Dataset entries

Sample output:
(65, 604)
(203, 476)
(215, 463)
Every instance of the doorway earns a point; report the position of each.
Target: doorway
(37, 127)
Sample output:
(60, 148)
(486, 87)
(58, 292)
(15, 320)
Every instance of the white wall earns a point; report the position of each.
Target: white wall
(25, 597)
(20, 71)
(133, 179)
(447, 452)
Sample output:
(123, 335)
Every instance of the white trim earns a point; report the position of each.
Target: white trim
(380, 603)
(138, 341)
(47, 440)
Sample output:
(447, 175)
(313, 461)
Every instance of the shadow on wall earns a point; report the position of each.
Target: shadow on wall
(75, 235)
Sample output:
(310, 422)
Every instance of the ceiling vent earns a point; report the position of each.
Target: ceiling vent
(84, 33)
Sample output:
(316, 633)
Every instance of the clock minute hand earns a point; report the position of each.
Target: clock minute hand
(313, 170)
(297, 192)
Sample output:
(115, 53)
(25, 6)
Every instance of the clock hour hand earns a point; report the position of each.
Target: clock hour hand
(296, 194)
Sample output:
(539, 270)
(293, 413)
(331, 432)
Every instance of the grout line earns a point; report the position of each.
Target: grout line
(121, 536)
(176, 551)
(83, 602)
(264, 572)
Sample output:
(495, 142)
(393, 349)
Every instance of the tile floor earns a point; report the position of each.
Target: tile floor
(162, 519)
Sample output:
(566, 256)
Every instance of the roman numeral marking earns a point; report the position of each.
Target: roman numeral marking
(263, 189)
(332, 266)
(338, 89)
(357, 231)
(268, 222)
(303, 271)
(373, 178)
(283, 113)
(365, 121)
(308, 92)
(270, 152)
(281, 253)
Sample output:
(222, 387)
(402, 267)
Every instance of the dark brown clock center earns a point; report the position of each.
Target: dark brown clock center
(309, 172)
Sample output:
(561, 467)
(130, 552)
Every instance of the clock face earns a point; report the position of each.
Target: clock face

#### [Activity]
Return from the data every line that holds "face".

#### [Response box]
Every instance of the clock face earns a point; report the position of each.
Target: clock face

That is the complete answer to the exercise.